## RECORDED DATA
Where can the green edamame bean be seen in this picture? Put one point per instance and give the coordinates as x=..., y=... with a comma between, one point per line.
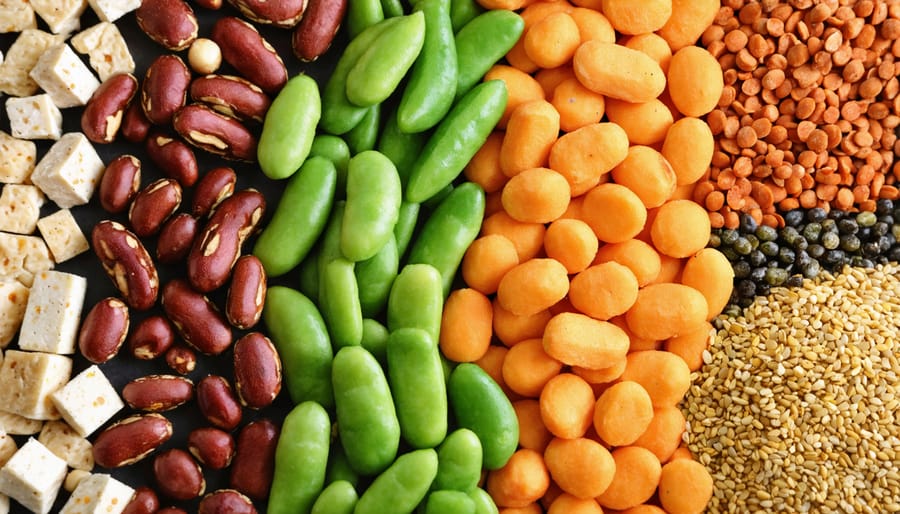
x=459, y=461
x=289, y=127
x=339, y=301
x=417, y=382
x=375, y=276
x=456, y=139
x=299, y=218
x=366, y=417
x=373, y=204
x=416, y=300
x=402, y=486
x=431, y=88
x=301, y=457
x=338, y=498
x=482, y=42
x=480, y=405
x=379, y=70
x=298, y=331
x=448, y=232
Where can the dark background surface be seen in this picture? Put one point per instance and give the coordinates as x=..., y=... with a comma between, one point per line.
x=124, y=368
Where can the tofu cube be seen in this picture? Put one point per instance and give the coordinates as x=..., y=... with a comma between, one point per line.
x=68, y=81
x=20, y=58
x=63, y=235
x=70, y=171
x=34, y=117
x=20, y=208
x=88, y=401
x=17, y=159
x=106, y=49
x=53, y=313
x=33, y=477
x=13, y=299
x=27, y=379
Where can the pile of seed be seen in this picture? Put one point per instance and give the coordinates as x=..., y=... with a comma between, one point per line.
x=796, y=407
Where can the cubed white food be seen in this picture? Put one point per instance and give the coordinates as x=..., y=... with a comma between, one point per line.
x=27, y=379
x=68, y=81
x=34, y=117
x=106, y=49
x=53, y=313
x=70, y=171
x=33, y=477
x=20, y=208
x=17, y=159
x=96, y=494
x=62, y=235
x=13, y=299
x=88, y=401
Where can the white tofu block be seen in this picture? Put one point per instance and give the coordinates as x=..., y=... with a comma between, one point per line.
x=17, y=159
x=112, y=10
x=20, y=208
x=68, y=81
x=27, y=379
x=70, y=171
x=22, y=257
x=88, y=401
x=13, y=299
x=62, y=16
x=33, y=477
x=62, y=235
x=98, y=494
x=20, y=58
x=106, y=49
x=34, y=117
x=53, y=313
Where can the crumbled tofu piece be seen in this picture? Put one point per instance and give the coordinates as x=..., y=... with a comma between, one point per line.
x=62, y=16
x=70, y=171
x=17, y=159
x=88, y=401
x=22, y=257
x=34, y=117
x=68, y=81
x=68, y=445
x=13, y=299
x=53, y=313
x=20, y=208
x=33, y=477
x=106, y=49
x=112, y=10
x=62, y=235
x=20, y=58
x=27, y=379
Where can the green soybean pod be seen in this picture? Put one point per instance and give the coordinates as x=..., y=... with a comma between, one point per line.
x=417, y=382
x=299, y=218
x=339, y=301
x=301, y=457
x=482, y=42
x=431, y=88
x=298, y=331
x=416, y=300
x=375, y=275
x=456, y=139
x=373, y=205
x=379, y=70
x=289, y=127
x=402, y=486
x=459, y=461
x=479, y=404
x=448, y=232
x=366, y=416
x=338, y=497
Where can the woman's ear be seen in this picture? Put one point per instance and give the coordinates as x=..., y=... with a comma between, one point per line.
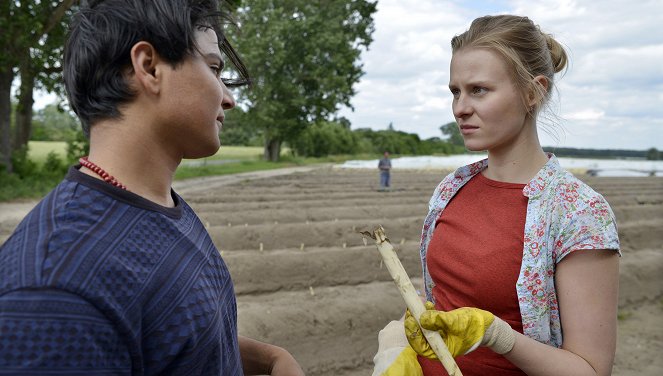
x=537, y=91
x=144, y=62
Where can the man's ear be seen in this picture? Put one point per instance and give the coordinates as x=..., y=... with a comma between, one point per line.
x=537, y=91
x=145, y=63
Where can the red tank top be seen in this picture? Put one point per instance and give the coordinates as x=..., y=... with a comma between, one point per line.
x=474, y=260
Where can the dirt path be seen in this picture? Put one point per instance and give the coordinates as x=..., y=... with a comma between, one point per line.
x=305, y=280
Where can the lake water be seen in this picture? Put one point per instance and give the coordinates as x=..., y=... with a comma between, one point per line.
x=598, y=167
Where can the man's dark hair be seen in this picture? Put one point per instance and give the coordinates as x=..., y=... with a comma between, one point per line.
x=102, y=33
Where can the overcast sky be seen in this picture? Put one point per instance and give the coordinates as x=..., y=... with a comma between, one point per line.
x=610, y=97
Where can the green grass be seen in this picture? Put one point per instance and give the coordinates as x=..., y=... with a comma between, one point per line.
x=38, y=150
x=237, y=159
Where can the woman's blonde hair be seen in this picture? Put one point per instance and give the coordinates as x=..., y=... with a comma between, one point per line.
x=527, y=51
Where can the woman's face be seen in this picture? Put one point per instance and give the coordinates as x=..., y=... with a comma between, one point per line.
x=487, y=105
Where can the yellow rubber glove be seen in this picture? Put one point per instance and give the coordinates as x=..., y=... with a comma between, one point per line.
x=405, y=364
x=395, y=357
x=463, y=330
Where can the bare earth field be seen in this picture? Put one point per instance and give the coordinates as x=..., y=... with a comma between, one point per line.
x=305, y=280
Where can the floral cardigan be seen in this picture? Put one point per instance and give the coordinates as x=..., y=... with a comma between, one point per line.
x=563, y=215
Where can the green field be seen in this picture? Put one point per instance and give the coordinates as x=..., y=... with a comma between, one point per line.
x=229, y=160
x=38, y=150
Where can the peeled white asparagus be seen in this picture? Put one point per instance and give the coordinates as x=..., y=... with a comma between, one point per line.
x=412, y=299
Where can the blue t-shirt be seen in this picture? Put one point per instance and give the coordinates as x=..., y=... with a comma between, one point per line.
x=99, y=281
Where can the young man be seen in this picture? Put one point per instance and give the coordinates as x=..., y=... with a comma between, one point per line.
x=384, y=165
x=113, y=273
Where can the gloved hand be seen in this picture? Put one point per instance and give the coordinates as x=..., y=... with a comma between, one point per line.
x=463, y=330
x=395, y=357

## THE PROBLEM
Would you retype all the lines shown above, exactly as written and without any picture?

## TASK RESPONSE
Where can the green edamame bean be seen in this picture? Put one point per instance and give the coordinates as x=..., y=... with a comma between, one point per line.
x=459, y=461
x=289, y=127
x=339, y=301
x=417, y=382
x=375, y=276
x=456, y=139
x=299, y=218
x=366, y=417
x=373, y=204
x=416, y=300
x=402, y=486
x=431, y=88
x=301, y=457
x=338, y=498
x=482, y=42
x=480, y=405
x=379, y=70
x=298, y=331
x=448, y=232
Where can the dark background surface be seen in this picture? Put one point per instance and give the coordinates as x=..., y=... with a comma between, one point per line.
x=124, y=368
Where can the tofu cube be seen in this picture? Put one point per instance and give the coordinates as x=..., y=... with a comma between, one point per line.
x=68, y=81
x=20, y=58
x=63, y=235
x=70, y=171
x=34, y=117
x=20, y=208
x=88, y=401
x=17, y=159
x=106, y=49
x=53, y=313
x=33, y=477
x=13, y=299
x=27, y=379
Where can the pile of seed be seen in this picture? Put one point per instance and give the coordinates as x=..., y=... with a comma between, one point per line.
x=796, y=407
Where can the cubed white food be seen in this picture? Put one point per instance and give the coordinates as x=..., y=... with a comma between, one point per line.
x=27, y=379
x=68, y=81
x=34, y=117
x=106, y=49
x=53, y=313
x=70, y=171
x=33, y=477
x=20, y=208
x=17, y=159
x=96, y=494
x=62, y=235
x=13, y=299
x=88, y=401
Where can the white tofu block be seen in this picture? Put one point per instance and give the coordinates as x=..., y=... with a comma between, one point per line.
x=17, y=159
x=112, y=10
x=20, y=208
x=68, y=81
x=27, y=379
x=70, y=171
x=22, y=257
x=88, y=401
x=13, y=299
x=62, y=16
x=33, y=477
x=62, y=235
x=98, y=494
x=20, y=58
x=106, y=49
x=34, y=117
x=53, y=313
Where can the crumbled tofu piece be seen in this picture? Put one point per instance and give the coordinates as x=..., y=... with a comma between, one point per line.
x=62, y=16
x=70, y=171
x=17, y=159
x=88, y=401
x=22, y=257
x=34, y=117
x=68, y=81
x=68, y=445
x=13, y=299
x=53, y=313
x=20, y=208
x=33, y=477
x=106, y=49
x=112, y=10
x=62, y=235
x=20, y=58
x=27, y=379
Where can the green soybean pod be seen in this picture? Put one point per instance and give the coordinates as x=..., y=... with a comma between, one point per line.
x=417, y=382
x=299, y=218
x=339, y=301
x=301, y=457
x=482, y=42
x=431, y=88
x=298, y=331
x=416, y=300
x=375, y=275
x=456, y=139
x=373, y=205
x=379, y=70
x=289, y=127
x=402, y=486
x=459, y=461
x=479, y=404
x=448, y=232
x=366, y=416
x=338, y=497
Where can the woman's ear be seen in this picture? Put one point per instance and give the coordinates as x=..., y=... with a comma between, one point per line.
x=537, y=91
x=144, y=62
Where can the man's ear be seen in this picture? Put one point per instance and give the coordinates as x=..., y=... with a comma between, one point per line.
x=537, y=91
x=145, y=63
Where can the red tank top be seen in this picture? Put one point per instance and give the coordinates as x=..., y=... with a comma between, one point per line.
x=474, y=260
Where can the dirt path be seen in this picture? Put one point per instance and give the coordinates as x=..., y=... with a comma between, one point per line.
x=305, y=280
Where can the lake water be seen in this picture? Put one point per instance and give the coordinates as x=..., y=... with a comma between, one point per line.
x=598, y=167
Where can the man's dark hair be seen in this picture? Put one point per instance and give the coordinates as x=..., y=... with a comma between, one point per line.
x=102, y=33
Where can the overcast sky be seen in this picture? Put one point per instance and give the coordinates as x=..., y=... with a comma between, one point per line.
x=610, y=97
Where can the green grass be seen in this picture? Put one point per instance and give the coordinates as x=..., y=... with a comma between, one point per line.
x=38, y=150
x=237, y=159
Where can the woman's blonde hair be seen in this picture? Put one point per instance and give the coordinates as x=..., y=... with a comma between, one point per line.
x=527, y=51
Where can the woman's face be seen in this picture? Put one point per instance and give the coordinates as x=..., y=... with a comma between, one point per line.
x=487, y=105
Where can the yellow rubber glove be seen in this picture? Put one point per instance and give the coordinates as x=..., y=... with a comma between, one point per line.
x=405, y=364
x=395, y=357
x=463, y=330
Where can the bare earth field be seen in this picture? Put one point per instance and give the coordinates as x=..., y=... with a comma between, one point per line.
x=305, y=280
Where can the floral cardigan be seen in this picture? Put one point per instance and give the coordinates as x=..., y=... with a comma between, one point per line.
x=563, y=215
Where can the green field be seen in this picture? Put one point per instance and give the coordinates as x=..., y=... with a comma between, one point per line.
x=229, y=160
x=38, y=150
Where can the peeled white asparagus be seen in this picture? Put one point per instance and give the coordinates as x=..., y=... with a comma between, one point per line.
x=412, y=299
Where can the blue t-shirt be seen in this picture? Put one point per instance and give the coordinates as x=..., y=... with a comma between, one point per line.
x=99, y=281
Where can the young man be seen in this picture? Put one point per instance and give the coordinates as x=..., y=... with a comma between, one point per line.
x=384, y=165
x=113, y=273
Where can the gloved hand be seen in this picture? Put one point per instance and give the coordinates as x=..., y=... with a comma between, one point per line.
x=463, y=330
x=395, y=357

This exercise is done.